## DATA FOR PROCESSING
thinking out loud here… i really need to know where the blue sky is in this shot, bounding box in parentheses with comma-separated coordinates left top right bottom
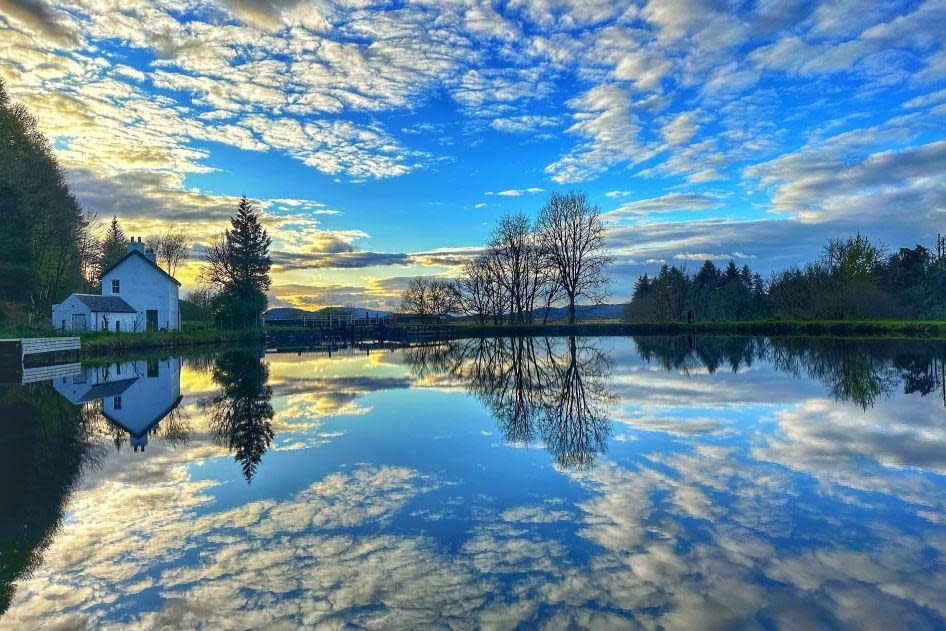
(1, 0, 945, 308)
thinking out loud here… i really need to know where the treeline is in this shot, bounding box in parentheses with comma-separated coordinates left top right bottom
(628, 233, 946, 322)
(0, 79, 93, 323)
(401, 191, 612, 324)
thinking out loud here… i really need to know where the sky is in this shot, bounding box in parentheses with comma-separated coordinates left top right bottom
(1, 0, 945, 310)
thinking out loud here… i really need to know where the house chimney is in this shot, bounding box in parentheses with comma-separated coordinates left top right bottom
(128, 236, 145, 255)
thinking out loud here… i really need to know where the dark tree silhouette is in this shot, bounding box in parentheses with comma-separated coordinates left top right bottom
(0, 78, 94, 321)
(98, 217, 128, 277)
(536, 192, 612, 324)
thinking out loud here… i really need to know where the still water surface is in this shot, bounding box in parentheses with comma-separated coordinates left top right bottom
(2, 336, 946, 629)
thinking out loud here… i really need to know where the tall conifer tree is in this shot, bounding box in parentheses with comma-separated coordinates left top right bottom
(203, 197, 272, 327)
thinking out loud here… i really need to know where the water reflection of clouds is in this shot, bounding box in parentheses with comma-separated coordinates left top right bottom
(5, 338, 946, 628)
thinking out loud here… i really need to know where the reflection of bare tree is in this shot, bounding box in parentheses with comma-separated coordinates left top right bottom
(201, 350, 274, 483)
(406, 336, 615, 469)
(540, 337, 615, 469)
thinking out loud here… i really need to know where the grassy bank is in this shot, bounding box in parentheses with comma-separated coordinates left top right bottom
(1, 326, 264, 357)
(80, 328, 264, 356)
(420, 319, 946, 339)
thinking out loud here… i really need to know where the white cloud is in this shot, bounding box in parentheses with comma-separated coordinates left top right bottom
(489, 187, 546, 197)
(608, 192, 720, 217)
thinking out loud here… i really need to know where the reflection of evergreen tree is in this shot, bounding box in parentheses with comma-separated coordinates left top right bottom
(0, 383, 96, 614)
(405, 336, 616, 469)
(202, 350, 274, 483)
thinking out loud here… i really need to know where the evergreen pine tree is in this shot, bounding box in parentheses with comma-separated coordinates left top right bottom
(205, 197, 272, 328)
(99, 217, 127, 277)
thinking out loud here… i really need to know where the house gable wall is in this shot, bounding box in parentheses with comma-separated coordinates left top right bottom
(102, 255, 180, 330)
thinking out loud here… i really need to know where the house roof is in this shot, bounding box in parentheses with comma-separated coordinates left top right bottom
(102, 394, 184, 438)
(100, 250, 182, 286)
(77, 377, 137, 402)
(74, 294, 138, 313)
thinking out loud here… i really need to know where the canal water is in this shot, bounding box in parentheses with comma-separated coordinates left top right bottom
(2, 336, 945, 629)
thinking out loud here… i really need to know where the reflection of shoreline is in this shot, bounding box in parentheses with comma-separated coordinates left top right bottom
(405, 336, 617, 469)
(0, 381, 97, 615)
(632, 336, 946, 408)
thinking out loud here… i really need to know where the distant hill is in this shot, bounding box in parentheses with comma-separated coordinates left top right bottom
(538, 303, 627, 321)
(448, 303, 627, 322)
(264, 306, 391, 322)
(263, 304, 624, 323)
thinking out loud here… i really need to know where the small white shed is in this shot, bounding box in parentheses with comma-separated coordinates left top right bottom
(51, 294, 140, 333)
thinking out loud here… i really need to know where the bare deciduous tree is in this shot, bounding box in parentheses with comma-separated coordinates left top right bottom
(536, 191, 612, 324)
(399, 276, 458, 318)
(488, 213, 550, 324)
(145, 226, 190, 276)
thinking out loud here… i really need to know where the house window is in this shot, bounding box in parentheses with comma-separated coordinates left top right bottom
(112, 279, 120, 294)
(114, 396, 122, 410)
(115, 320, 121, 333)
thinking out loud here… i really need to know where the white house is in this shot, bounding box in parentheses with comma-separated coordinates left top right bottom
(52, 237, 182, 332)
(54, 357, 183, 452)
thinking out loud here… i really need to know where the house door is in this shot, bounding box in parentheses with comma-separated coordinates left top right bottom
(146, 310, 159, 331)
(72, 313, 87, 331)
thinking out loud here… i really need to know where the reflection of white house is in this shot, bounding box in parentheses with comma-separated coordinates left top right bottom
(54, 357, 183, 452)
(52, 237, 181, 332)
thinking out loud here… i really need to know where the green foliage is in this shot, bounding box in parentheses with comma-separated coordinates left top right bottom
(179, 298, 212, 322)
(628, 259, 765, 322)
(98, 216, 127, 277)
(629, 233, 946, 323)
(0, 79, 92, 323)
(202, 197, 272, 328)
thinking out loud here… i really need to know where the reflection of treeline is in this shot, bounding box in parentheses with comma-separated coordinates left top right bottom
(628, 234, 946, 322)
(632, 335, 946, 409)
(405, 337, 616, 469)
(0, 383, 101, 614)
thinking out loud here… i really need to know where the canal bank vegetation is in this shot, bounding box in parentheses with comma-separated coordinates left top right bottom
(628, 233, 946, 323)
(0, 324, 264, 356)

## TASK OBJECTIVE
No pictures belong in the answer; copy all other parts of the listing exactly.

## REPLY
thinking out loud here… i really need to know where the blue sky is in this shot, bounding box in parentheses with comma-separated coordinates left top right bottom
(1, 0, 945, 308)
thinking out loud here… i really need to know where the treeline is in this shot, bounding box in parentheses with comma-separated coordinates left top right bottom
(628, 233, 946, 322)
(0, 79, 93, 323)
(401, 191, 612, 324)
thinking out loud here… i really need to know where the sky is in this shot, bounding box in parentheses with comma-separated coordinates left top right bottom
(1, 0, 945, 310)
thinking out loud here… i really need to know where the house chimney is in this shot, bounding box in parentheses with comma-separated coordinates left top right bottom
(128, 236, 145, 255)
thinking out loud here… i really need to know where the dark tree silhouette is in this shot, bounding box in parentheses with comma-separated coordinates left top right bottom
(0, 78, 94, 321)
(98, 217, 128, 277)
(536, 192, 612, 324)
thinking out loud here… i really need to know where the still water surface is in this shot, bounding box in parentheses with comma-separated coordinates left top right bottom
(2, 336, 946, 629)
thinking out loud here… i really need to know where the tall conifer tree is in this shot, bounding box in parentheses with comma-separated coordinates left top right bottom
(203, 197, 272, 327)
thinking out loud here… i really need to know where the water reflection of clouds is in this shot, bounding box in parentheses with comma-separated coordinates left top right bottom
(5, 338, 946, 628)
thinking out loud here… i really need to know where the reflection of bare tree is in this shot, bounding box in parentheses with comma-separated coordinates left top right bottom
(201, 350, 274, 483)
(406, 336, 615, 469)
(540, 337, 615, 469)
thinking out loud here… i really need to know where the grassy bank is in this shot, bounding box in parentheses with comma-separated coordinates left top right bottom
(1, 326, 264, 357)
(80, 328, 264, 356)
(420, 319, 946, 339)
thinking out loud here… i really need to know where the white cloud is in this shot, bounding box in parentheses with comma-separated coordinates left top right bottom
(489, 187, 546, 197)
(608, 192, 720, 217)
thinking out loud here… i really need to know where the reflection of evergreen tree is in this shot, bounding box in parentheses with comma-separated coordinates left top right bottom
(0, 383, 96, 614)
(405, 336, 616, 469)
(202, 350, 274, 483)
thinking out loud here… i really need to know where the evergreen pine tree is in this shot, bounding box in parentheses with comma-separated coordinates left top right bottom
(205, 197, 272, 328)
(99, 217, 127, 277)
thinking out loud here… i really need to know where the house gable wall is in this shot, bounding box in parentheses with comma-separated coordinates left top right bottom
(102, 255, 180, 330)
thinking out loud here… i really need to know where the house roof is in this shot, bounding box in parentheses with comma-separated coordinates left top right bottom
(102, 394, 184, 438)
(100, 250, 182, 286)
(77, 377, 137, 402)
(74, 294, 138, 313)
thinking out loud here… i really need to know where the canal water is in this shot, bounding box in parentheses with comma-separated coordinates left top right bottom
(2, 336, 945, 629)
thinking out loud here… i really need to know where the reflection of shoreline is in this shot, bounding box in parentheses with comma-separated coordinates left top right bottom
(405, 336, 617, 469)
(0, 381, 97, 615)
(632, 336, 946, 408)
thinking out loud here… i really need to know where the distant hill is in this shot, bounding box in parentheses with comma-separated coordinates left top right bottom
(538, 303, 627, 321)
(448, 303, 627, 322)
(264, 306, 391, 322)
(263, 304, 624, 323)
thinking out loud here… i really need to know where the small white shed is in this shot, bounding box in parentheses with comma-separated coordinates left top right bottom
(51, 294, 140, 333)
thinking out loud here… i really need to know where the bare deciduous tree is in this shot, bounding box in parentheses with comma-separated coordinates left top right bottom
(536, 191, 612, 324)
(399, 276, 458, 318)
(488, 213, 550, 324)
(145, 226, 190, 276)
thinking out loud here… i really need to know where the house window is in this shot, bounding box in parentheses with comma-separated coordinates left top right bottom
(112, 279, 120, 294)
(114, 396, 122, 410)
(115, 320, 121, 333)
thinking out loud here… i really need to know where the white house is in this shot, bounding box in parentheses with comma-separated coordinates left top right bottom
(52, 237, 182, 332)
(54, 357, 183, 452)
thinking out loud here… i really need to know where the house door is in this shot, bounding box in parentheses with comma-separated coordinates left top right bottom
(146, 310, 159, 331)
(72, 313, 87, 331)
thinking out loud here… i really need to know where the reflection of white house is in this shot, bounding box in parentheses with comma-separated coordinates left top right bottom
(54, 357, 183, 452)
(52, 237, 181, 332)
thinking out loud here… i really need to know where the green foliage is in this shot, bounding box in parentheses with comma-separated coordinates left top right bottom
(179, 298, 212, 322)
(628, 259, 765, 322)
(98, 216, 127, 277)
(629, 233, 946, 323)
(0, 79, 92, 323)
(202, 197, 272, 328)
thinking out loud here… i really need to know where the reflection of treeline is in this shot, bounding box in parentheses with comma-separated coordinates left top right bottom
(628, 234, 946, 322)
(632, 335, 946, 409)
(405, 337, 616, 469)
(0, 383, 101, 614)
thinking out loud here… i really need to know where the canal bank vegetation is in this shot, bounding box in parentheses with comma-separated coordinates left top right bottom
(628, 233, 946, 323)
(0, 324, 264, 356)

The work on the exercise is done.